» **Problem description**
How many lines in the listing below contain the string "ceiling", counting only matches with the same capitalization? Reply with the number alone.

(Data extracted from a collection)

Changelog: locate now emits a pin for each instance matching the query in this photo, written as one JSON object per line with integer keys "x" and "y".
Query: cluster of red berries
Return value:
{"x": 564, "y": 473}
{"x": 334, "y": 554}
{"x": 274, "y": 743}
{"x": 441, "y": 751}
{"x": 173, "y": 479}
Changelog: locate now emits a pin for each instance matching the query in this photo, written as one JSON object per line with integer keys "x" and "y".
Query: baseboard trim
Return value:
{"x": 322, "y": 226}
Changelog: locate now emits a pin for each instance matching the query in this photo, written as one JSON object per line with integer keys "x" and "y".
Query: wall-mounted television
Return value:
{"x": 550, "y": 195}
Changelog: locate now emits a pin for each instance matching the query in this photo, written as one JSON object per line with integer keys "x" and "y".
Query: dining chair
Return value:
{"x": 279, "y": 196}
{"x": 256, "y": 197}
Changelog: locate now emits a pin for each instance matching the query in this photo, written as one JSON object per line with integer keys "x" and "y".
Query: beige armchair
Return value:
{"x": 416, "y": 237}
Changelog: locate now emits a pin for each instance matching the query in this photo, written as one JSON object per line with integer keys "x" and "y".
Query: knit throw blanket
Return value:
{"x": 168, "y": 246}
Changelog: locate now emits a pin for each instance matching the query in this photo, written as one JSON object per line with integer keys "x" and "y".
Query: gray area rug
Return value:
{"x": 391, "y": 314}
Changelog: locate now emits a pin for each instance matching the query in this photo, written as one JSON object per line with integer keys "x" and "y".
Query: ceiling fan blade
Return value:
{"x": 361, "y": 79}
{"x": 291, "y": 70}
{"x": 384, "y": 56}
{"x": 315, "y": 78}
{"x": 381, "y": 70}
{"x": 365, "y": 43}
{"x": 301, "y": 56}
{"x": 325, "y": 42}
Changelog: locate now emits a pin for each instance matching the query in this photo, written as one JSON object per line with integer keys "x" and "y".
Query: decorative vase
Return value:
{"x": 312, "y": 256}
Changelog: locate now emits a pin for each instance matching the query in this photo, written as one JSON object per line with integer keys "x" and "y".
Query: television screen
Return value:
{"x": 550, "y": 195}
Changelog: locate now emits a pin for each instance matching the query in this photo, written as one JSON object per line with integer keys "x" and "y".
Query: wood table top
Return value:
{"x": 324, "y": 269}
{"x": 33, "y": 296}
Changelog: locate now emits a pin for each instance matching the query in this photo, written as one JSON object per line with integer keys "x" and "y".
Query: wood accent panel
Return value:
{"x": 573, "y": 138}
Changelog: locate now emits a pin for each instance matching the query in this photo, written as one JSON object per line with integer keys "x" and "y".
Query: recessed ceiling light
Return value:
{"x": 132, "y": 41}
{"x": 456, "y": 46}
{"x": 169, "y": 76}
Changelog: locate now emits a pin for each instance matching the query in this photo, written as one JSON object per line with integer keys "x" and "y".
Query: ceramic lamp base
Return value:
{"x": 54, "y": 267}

» **Expected answer**
2